Work instruction 1: List every person named in the passage below about the "strong mayor" proposal.
Work instruction 2: Please continue the passage below about the "strong mayor" proposal, starting after its last sentence.

Provided text:
####

But at the July 28 council meeting, Steinberg rebuffed the idea for two separate measures, saying that they fit together. He does, however, want the equity pledges to be quickly passed by council ordinance, though they would become more permanent if added to the city charter.
The revised plan hasn’t swayed opponents. Flojaune Cofer, chairperson of the city’s Measure U Community Advisory Committee, questions the timing of the plan, with progressives about to come on to the council. They include Councilwoman-elect Katie Valenzuela, who is leading the opposition and who tweeted: “We’ve had thousands of residents take to the streets to demand justice for Black lives. But rather than answer the calls for assistance and justice, or adopt the recommendations presented by advocates, we’re given… ‘Strong Mayor.'”
Leaders of neighborhood groups, who have staved off previous attempts at “strong mayor,” posted an online open letter to Steinberg on Monday and urged council members to vote “no.” “We appreciate your recent attention to long-standing issues in our community, but strong mayor is not what we want,” they wrote. “Please focus on the issues you can help us with today and stop pushing a ‘solution’ that will not help us.”

####

Recorded data:
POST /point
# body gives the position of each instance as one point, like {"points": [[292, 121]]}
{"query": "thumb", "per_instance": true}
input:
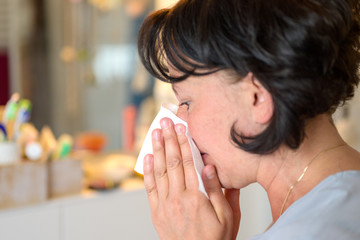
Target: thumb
{"points": [[232, 196], [216, 196]]}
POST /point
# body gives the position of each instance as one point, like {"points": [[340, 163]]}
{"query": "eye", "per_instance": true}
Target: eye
{"points": [[187, 103]]}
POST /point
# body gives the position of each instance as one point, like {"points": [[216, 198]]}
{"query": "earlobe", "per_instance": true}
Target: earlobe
{"points": [[263, 105]]}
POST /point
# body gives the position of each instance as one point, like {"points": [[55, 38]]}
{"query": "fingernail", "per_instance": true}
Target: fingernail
{"points": [[180, 129], [210, 174], [148, 162], [156, 134], [165, 123]]}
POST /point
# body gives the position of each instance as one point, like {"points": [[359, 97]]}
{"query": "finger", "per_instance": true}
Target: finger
{"points": [[232, 196], [173, 156], [191, 179], [149, 180], [160, 171], [216, 196]]}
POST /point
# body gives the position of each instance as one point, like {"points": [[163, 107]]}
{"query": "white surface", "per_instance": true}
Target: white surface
{"points": [[109, 216], [168, 111], [113, 215]]}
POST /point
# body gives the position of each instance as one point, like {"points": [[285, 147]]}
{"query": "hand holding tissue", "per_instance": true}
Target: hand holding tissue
{"points": [[168, 111]]}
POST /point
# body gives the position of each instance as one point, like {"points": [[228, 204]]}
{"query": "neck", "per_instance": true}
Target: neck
{"points": [[281, 170]]}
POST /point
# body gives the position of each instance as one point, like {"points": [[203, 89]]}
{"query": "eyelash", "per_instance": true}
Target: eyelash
{"points": [[185, 104]]}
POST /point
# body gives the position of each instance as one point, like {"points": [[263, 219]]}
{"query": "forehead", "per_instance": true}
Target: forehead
{"points": [[218, 80]]}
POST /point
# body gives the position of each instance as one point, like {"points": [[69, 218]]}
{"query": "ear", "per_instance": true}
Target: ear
{"points": [[263, 105]]}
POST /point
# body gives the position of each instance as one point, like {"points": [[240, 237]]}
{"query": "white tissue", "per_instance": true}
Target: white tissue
{"points": [[168, 111]]}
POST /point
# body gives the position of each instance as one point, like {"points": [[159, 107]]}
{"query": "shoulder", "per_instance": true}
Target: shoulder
{"points": [[330, 211]]}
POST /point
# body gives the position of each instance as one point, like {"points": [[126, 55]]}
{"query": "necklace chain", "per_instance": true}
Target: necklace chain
{"points": [[303, 173]]}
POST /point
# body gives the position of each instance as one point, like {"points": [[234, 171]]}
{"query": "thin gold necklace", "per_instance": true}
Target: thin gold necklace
{"points": [[303, 173]]}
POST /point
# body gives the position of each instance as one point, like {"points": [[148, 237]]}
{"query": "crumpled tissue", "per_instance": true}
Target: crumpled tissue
{"points": [[169, 110]]}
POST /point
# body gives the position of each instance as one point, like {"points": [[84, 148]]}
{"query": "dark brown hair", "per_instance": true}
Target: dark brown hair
{"points": [[304, 52]]}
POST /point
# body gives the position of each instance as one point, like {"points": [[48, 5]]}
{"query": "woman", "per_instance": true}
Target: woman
{"points": [[257, 82]]}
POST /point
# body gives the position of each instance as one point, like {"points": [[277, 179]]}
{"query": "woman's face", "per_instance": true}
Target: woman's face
{"points": [[210, 105]]}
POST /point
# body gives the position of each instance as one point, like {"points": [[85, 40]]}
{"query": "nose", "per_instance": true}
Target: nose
{"points": [[181, 113]]}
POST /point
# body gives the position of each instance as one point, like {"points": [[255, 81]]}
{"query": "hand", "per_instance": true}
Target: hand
{"points": [[179, 210]]}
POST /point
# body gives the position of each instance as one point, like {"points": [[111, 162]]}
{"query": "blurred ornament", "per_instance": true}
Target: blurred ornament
{"points": [[105, 5], [68, 54]]}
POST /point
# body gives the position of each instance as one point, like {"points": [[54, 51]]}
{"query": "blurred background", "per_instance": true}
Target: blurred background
{"points": [[76, 62]]}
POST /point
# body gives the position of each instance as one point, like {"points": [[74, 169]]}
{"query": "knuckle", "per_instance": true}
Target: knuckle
{"points": [[150, 189], [173, 162], [188, 161], [160, 173]]}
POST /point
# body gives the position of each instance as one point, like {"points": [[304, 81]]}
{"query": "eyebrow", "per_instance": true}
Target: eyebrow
{"points": [[174, 89]]}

####

Answer 1:
Steinberg
Flojaune Cofer
Katie Valenzuela

Answer 2:
And as of Tuesday morning, nearly all 59 e-comments submitted before the meeting were opposed.
Besides his own vote, Steinberg needs four more on the council to get the measure on the Nov. 3 ballot. And based on the July 28 debate, the revised plan looks like it may secure him that majority.
Council members Steve Hansen, Rick Jennings and Jay Schenirer seemed inclined to let voters decide. But Councilmen Larry Carr and Jeff Harris had strong objections to giving the mayor more authority. Allen Warren agreed with separating the equity and governance provisions, while Angelique Ashby raised the possibility of term limits and Eric Guerra seemed more undecided.
The 2014 “strong mayor” measure rejected by 56% of Sacramento voters included a three-term limit for the mayor that didn’t apply to prior terms served. It also kept the council at eight members and required six votes to override a veto by the mayor. Ashby, Jennings, Schenirer and Warren supported the 2014 measure, while Hansen opposed it.
Terry Schanz, chairman of the Democratic Party of Sacramento County, who opposes the plan, quickly expressed his disagreement with the new version.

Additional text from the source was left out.